▶ Work to complete: Can you reproduce the data beneath, keeping every line exact?

Rows from a pointing dataset
——————————

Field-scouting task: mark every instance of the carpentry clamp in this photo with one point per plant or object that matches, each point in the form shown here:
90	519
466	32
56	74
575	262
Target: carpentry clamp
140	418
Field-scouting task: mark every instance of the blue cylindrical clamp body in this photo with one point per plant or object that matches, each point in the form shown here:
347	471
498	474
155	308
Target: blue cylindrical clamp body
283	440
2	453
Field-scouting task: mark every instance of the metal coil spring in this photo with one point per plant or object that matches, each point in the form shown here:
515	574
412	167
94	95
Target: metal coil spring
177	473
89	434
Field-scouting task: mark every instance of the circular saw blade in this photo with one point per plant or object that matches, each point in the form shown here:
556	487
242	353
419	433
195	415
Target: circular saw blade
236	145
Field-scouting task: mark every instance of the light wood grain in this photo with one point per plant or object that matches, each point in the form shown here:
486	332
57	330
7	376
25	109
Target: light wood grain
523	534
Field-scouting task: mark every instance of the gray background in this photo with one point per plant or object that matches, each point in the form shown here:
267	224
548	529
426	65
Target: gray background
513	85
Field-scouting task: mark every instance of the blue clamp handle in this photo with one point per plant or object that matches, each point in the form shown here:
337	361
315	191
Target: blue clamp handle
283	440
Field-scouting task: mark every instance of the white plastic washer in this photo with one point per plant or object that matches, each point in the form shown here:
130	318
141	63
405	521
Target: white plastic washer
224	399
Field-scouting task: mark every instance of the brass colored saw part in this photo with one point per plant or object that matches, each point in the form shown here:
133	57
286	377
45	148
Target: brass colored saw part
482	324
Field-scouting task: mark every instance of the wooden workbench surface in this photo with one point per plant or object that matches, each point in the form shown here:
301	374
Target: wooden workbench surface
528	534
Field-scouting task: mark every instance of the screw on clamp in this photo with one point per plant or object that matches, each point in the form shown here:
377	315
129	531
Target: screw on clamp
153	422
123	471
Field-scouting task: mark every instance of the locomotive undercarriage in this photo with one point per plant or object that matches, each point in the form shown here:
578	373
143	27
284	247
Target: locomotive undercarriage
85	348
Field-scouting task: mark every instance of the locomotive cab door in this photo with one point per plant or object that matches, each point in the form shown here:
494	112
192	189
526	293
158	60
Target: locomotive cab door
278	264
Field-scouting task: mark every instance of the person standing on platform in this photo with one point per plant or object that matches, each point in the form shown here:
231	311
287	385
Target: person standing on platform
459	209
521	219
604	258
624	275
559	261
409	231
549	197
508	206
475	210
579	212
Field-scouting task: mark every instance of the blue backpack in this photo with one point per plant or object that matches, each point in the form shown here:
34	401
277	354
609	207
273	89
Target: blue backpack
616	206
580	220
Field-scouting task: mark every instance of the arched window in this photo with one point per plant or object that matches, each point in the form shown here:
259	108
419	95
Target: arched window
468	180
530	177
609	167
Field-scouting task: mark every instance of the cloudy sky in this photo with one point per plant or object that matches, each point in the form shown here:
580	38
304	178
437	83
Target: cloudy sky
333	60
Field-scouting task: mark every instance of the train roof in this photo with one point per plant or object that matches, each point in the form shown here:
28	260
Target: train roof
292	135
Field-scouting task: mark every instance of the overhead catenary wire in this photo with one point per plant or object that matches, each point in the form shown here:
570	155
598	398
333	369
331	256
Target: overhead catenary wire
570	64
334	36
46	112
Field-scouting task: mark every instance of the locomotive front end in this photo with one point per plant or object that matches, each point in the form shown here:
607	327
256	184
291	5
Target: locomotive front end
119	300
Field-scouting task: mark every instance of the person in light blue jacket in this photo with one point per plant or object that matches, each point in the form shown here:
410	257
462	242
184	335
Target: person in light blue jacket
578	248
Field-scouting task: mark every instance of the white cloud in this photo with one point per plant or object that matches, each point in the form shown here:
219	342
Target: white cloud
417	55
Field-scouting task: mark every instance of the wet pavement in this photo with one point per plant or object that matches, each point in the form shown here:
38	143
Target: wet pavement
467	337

——————————

▶ Output for this task:
Field-scouting task: mark every instance of the carpentry clamp in this photo with one point per plant or object that matches, each point in the form shown here:
90	519
466	32
56	74
575	262
Target: carpentry clamp
140	418
Field-scouting task: mark every instance of the blue cylindrical clamp body in this photo with one point per plant or object that matches, each point in the form shown here:
347	471
498	474
155	308
Target: blue cylindrical clamp body
283	440
2	453
Field-scouting task: mark every instance of the metal coil spring in this photo with one point per plant or object that matches, each point in the form shown here:
515	574
412	167
94	95
Target: metal coil spring
177	473
89	434
Field-scouting task: mark every instance of the circular saw blade in this photo with one point per plant or object that matches, each point in the form shown here:
556	487
242	353
419	433
195	415
Target: circular saw blade
236	145
Field-scouting task: mark every instance of the light wood grain in this photo with one point per plant or object that matches, each point in the form shown here:
486	332
57	330
7	376
25	109
Target: light wood grain
523	534
Field-scouting task: mark every instance of the gray background in this photo with one point per plant or object that matches, each point in the form shown here:
267	224
548	529
426	65
Target: gray background
513	85
Field-scouting task: mark every instance of the blue clamp handle in this photo with one point per plant or object that matches, each point in the form shown here:
337	361
315	191
Target: blue clamp handle
283	440
Field-scouting task: mark every instance of the white plastic washer in this photo with one point per plant or object that matches, each point in the form shown here:
130	318
141	63
405	521
Target: white plastic washer
224	399
Field-scouting task: mark every instance of the brass colored saw part in this photo with one point per plant or object that matches, each point in the form shown here:
133	57
286	377
45	148
Target: brass colored saw part
482	324
Field-scouting task: mark every instance of the wooden workbench surface in this photo with one point per plant or object that matches, each point in the form shown here:
301	374
Target: wooden workbench surface
528	534
Field-scouting task: mark every instance of the screw on clamp in this photo with one point per plant or object that matches, each point in the form shown here:
377	315
129	531
Target: screw on clamp
153	422
123	471
Field-scouting task: mark every instance of the locomotive undercarriage in this photo with one point per plant or object that matches, each point in the form shown here:
578	373
143	27
284	247
Target: locomotive undercarriage
85	348
Field-scouting task: mark every instance of the locomotive cab door in this photo with one point per plant or object that matches, each point in the form shown here:
494	112
192	189
526	293
158	60
Target: locomotive cab door
278	264
Field-scouting task: mark every instance of the person standing on platform in this photo with one point per plant or object that matches, each point in the form shown here:
231	311
287	385
Target: person standing on platform
459	209
521	219
604	258
624	275
559	261
409	231
549	197
508	206
475	210
579	212
Field-scouting task: mark every instance of the blue backpack in this photo with one point per plant or object that matches, each point in the form shown here:
34	401
277	354
609	207
273	89
Target: blue backpack
616	206
580	220
Field-scouting task: mark every instance of the arched window in this photo with one point per plant or object that matches, each point in the form shown here:
259	108
419	95
Target: arched window
468	180
530	177
609	167
Field-scouting task: mark every instance of the cloudy sky in this photo with one point per plant or object that matches, each point in the form shown here:
580	38
304	178
437	83
Target: cloudy sky
333	60
Field-scouting task: mark every instance of the train roof in this photo with one point per plant or object that matches, each point in the form shown here:
28	260
Target: train roof
292	135
Field-scouting task: mark every instance of the overhead catenary wire in this photo with one point per plant or object that matches, each point in the form shown here:
570	155
598	398
333	369
331	256
Target: overhead catenary wire
570	64
334	36
46	112
Field-scouting task: mark every instance of the locomotive front end in this photo with one point per plant or object that matches, each point in the form shown here:
607	327
256	184
291	5
Target: locomotive front end
119	300
Field-scouting task: mark every instance of the person in light blue jacket in this photo with one point per plant or object that matches, each point in the form shown here:
410	257
462	242
184	335
Target: person in light blue jacket
578	248
Field-scouting task: mark every instance of the white cloud in this photo with one point per plant or object that matches, each point in the form shown here:
219	342
Target: white cloud
417	55
Field-scouting task: mark every instance of the wet pavement in this photo with one point per plant or object that matches, each point in the form shown here:
38	143
Target: wet pavement
467	337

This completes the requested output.